Using the data beneath, show every line that includes the word "white".

[Saved data entries]

========================================================================

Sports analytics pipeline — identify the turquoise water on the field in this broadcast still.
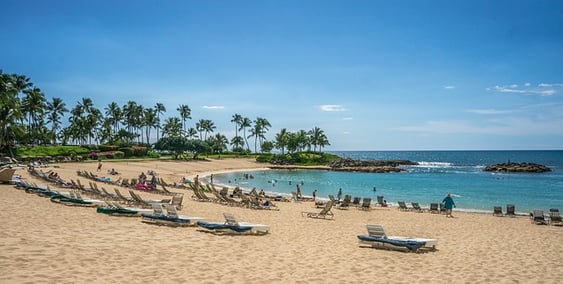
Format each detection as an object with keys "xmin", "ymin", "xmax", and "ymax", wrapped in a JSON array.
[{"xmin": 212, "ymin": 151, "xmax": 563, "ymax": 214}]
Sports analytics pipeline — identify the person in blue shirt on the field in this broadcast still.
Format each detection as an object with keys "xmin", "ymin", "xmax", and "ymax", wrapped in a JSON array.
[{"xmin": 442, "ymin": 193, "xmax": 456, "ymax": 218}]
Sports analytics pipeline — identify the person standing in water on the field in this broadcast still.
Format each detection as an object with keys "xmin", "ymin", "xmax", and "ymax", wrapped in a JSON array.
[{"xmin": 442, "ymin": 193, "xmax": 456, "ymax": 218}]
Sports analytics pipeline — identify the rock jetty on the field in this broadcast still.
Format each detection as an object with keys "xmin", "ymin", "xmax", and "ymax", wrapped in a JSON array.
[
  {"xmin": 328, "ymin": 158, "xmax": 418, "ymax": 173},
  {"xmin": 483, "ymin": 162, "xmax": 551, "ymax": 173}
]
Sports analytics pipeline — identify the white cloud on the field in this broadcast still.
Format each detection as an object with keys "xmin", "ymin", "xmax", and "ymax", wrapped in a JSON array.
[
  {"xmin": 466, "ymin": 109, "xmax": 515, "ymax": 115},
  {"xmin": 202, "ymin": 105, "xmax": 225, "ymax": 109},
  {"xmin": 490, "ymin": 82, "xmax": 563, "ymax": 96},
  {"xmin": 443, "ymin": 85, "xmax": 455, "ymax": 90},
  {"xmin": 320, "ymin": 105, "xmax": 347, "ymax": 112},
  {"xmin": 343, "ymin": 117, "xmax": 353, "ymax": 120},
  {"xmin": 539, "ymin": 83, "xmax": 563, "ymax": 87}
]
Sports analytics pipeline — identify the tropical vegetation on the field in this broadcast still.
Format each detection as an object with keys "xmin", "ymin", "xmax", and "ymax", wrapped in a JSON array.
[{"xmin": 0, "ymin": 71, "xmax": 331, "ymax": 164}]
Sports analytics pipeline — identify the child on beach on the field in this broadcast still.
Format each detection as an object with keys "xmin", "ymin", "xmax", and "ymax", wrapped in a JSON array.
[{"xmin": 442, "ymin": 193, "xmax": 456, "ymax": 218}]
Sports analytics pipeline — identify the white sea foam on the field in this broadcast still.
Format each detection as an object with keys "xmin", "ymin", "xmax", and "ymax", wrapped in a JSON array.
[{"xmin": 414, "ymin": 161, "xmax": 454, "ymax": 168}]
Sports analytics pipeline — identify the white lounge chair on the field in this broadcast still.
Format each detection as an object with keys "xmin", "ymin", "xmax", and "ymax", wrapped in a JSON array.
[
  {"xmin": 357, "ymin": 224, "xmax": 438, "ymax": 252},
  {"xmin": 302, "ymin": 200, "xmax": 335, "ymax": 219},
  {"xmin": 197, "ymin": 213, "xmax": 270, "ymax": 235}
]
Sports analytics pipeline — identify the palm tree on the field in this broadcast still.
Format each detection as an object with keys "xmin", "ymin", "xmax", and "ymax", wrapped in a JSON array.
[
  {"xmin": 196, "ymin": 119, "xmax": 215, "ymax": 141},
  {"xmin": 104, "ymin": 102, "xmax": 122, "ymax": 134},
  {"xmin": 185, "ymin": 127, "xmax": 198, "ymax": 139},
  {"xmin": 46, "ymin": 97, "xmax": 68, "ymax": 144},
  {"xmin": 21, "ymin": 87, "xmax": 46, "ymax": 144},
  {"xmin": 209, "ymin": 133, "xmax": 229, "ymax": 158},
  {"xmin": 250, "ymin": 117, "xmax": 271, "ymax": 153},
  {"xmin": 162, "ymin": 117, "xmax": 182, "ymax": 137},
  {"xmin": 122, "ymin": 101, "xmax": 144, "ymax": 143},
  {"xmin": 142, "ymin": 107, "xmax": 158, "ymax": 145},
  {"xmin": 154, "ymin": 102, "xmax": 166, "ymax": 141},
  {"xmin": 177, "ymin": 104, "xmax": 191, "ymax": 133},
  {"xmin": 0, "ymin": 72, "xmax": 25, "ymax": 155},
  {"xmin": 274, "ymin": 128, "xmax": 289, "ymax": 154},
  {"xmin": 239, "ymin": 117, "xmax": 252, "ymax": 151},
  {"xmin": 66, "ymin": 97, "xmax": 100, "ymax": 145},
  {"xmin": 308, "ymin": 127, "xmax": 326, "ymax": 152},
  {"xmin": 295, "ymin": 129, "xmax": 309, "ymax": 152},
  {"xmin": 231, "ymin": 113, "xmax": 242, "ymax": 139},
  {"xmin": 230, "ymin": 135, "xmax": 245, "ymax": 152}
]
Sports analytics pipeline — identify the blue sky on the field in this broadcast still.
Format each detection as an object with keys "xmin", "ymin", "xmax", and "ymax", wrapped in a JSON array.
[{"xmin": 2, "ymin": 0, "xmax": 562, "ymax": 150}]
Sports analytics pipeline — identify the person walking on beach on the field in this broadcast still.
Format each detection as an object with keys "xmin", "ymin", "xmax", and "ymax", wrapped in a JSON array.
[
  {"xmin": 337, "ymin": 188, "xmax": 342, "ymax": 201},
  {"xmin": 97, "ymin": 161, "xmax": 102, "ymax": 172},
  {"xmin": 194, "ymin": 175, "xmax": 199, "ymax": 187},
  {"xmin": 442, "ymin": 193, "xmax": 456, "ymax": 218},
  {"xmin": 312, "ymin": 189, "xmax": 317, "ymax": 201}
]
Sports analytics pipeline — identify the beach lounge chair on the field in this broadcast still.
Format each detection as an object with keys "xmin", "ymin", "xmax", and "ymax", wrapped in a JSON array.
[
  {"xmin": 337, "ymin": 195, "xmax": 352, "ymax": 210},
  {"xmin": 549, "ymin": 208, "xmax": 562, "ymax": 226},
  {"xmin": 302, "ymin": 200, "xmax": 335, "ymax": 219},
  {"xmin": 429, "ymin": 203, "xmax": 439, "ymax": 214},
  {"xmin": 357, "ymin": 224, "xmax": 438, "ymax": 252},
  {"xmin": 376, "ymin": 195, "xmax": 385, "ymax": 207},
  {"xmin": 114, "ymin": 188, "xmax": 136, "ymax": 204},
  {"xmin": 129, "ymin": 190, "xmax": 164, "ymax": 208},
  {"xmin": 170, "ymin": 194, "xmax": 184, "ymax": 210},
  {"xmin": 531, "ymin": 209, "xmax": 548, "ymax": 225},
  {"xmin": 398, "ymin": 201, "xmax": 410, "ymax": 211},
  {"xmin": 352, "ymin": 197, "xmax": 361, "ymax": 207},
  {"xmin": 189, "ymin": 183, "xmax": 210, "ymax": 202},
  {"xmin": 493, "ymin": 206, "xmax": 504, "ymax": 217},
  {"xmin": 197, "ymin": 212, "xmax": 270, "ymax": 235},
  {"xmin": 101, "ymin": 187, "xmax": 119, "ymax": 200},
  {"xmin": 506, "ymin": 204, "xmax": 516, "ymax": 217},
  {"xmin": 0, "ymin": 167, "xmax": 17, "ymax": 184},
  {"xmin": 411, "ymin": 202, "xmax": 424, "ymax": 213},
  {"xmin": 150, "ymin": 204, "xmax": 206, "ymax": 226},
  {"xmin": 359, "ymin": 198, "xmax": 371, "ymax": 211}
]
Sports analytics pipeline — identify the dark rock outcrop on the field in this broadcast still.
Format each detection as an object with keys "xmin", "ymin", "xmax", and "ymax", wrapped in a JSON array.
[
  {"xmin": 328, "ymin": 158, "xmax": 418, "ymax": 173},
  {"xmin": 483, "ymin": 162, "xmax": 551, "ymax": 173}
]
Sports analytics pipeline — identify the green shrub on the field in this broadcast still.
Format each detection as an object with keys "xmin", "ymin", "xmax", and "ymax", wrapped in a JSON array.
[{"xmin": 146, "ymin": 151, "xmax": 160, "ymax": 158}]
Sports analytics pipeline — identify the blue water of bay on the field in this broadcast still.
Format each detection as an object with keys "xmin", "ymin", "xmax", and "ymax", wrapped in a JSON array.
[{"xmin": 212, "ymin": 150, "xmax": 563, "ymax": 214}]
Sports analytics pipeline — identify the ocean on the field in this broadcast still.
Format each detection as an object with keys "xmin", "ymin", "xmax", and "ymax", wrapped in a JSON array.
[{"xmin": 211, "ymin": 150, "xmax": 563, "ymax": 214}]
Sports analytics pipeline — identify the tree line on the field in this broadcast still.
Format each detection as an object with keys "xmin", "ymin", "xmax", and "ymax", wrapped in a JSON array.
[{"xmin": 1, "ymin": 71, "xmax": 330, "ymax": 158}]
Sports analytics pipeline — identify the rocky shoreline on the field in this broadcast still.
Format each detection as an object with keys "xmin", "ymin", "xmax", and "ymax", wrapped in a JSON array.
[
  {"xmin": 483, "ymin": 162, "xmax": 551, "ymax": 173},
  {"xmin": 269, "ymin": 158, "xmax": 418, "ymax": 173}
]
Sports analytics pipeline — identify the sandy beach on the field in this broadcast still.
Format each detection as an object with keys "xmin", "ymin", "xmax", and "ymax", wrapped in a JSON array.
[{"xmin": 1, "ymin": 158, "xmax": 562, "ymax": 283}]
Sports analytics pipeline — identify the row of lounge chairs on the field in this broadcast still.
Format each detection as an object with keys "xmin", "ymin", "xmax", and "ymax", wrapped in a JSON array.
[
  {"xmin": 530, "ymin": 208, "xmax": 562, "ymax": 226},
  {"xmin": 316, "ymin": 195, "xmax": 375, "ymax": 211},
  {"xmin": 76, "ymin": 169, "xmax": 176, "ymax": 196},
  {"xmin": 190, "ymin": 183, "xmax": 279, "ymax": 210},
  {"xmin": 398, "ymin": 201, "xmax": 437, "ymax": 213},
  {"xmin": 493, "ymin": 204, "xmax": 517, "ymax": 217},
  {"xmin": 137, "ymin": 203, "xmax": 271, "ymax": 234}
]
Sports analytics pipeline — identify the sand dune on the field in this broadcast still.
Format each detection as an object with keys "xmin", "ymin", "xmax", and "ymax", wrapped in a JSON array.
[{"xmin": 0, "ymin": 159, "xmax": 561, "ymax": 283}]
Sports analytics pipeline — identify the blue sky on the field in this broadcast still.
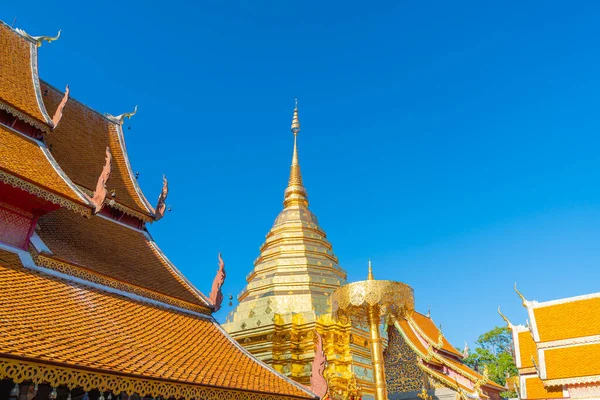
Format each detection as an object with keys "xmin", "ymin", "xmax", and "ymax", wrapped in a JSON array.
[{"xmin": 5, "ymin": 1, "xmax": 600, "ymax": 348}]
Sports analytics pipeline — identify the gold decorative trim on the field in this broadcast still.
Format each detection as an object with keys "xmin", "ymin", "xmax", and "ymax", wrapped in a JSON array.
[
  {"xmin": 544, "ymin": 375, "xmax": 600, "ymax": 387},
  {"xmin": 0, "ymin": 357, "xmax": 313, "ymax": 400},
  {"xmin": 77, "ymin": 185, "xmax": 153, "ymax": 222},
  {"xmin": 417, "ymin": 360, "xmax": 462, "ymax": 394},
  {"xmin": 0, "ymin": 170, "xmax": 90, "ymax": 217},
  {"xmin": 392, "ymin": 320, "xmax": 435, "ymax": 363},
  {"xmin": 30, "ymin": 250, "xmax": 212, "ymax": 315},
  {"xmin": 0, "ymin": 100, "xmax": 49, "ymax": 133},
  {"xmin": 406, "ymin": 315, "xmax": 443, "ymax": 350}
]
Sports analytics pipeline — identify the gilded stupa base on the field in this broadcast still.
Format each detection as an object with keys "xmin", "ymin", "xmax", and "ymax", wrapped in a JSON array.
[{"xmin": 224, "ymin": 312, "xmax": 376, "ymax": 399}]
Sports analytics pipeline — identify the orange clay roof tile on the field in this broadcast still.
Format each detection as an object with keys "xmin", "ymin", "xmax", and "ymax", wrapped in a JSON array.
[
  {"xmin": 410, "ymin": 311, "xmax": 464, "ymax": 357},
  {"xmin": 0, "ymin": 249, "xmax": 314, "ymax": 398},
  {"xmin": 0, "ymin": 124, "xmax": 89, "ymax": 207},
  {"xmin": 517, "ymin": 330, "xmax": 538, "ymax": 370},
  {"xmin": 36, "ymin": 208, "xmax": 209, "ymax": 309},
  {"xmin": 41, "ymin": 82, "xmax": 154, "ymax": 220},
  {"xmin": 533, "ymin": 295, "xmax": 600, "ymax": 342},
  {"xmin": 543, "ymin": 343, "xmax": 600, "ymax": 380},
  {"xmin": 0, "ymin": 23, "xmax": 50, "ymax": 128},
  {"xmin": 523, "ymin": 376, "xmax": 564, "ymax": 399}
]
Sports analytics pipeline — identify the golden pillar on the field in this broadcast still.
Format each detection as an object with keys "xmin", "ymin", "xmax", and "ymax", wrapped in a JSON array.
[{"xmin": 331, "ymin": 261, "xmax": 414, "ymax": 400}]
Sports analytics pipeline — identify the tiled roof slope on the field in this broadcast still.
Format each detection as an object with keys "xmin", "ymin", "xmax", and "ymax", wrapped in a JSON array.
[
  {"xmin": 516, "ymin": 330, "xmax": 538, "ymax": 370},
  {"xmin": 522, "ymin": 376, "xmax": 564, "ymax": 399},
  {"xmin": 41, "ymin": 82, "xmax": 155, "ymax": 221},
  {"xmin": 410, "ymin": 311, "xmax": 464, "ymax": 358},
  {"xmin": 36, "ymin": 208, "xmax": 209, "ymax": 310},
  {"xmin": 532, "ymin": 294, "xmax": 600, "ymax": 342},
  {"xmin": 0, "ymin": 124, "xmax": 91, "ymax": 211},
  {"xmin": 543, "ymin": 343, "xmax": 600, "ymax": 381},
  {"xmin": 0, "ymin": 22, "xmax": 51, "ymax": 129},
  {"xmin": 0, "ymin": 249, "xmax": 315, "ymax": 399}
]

========================================================================

- [EXERCISE RESPONSE]
Sports analytics pipeline — identify the white cloud on the field in this broadcast still.
Sports analytics pipeline — identify the white sea foam on the field in this broadcast still.
Sports analytics pipeline — identify the white lounge chair on the field in this broadcast still.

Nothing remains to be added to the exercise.